======== Material shown ========

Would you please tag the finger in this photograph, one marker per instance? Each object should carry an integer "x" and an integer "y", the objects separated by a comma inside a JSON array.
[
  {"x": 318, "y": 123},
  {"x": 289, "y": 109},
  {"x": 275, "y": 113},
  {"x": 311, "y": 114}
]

========
======== Material shown ========

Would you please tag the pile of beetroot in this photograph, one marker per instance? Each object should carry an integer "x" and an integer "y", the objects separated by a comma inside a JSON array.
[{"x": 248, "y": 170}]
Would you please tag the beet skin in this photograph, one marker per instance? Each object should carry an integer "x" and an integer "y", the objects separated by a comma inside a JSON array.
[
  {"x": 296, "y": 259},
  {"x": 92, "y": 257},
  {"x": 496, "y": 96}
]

========
======== Material shown ========

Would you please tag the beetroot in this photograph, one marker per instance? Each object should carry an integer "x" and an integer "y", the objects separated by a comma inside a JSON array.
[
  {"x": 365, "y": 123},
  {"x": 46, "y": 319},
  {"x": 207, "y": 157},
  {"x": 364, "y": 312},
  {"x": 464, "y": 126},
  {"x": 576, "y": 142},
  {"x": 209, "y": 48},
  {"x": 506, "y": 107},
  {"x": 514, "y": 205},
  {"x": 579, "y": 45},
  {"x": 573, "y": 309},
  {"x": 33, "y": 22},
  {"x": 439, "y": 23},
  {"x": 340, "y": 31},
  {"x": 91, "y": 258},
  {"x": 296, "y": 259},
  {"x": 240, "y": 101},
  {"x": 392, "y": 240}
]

========

### Set task
Pull out each line of the data above that contains the word "beetroot", treating uppercase and lowercase letters as different.

### Exercise answer
Would you please tag the pile of beetroot in this photograph, one marker per instance? Each object should carry an integer "x" and an integer "y", the objects separated by a comma inside a JSON array.
Would you please tag the beetroot in this photograph, one marker per instance? Each object should carry an integer "x" and an integer "y", the objects separated by a comma inside a JSON array.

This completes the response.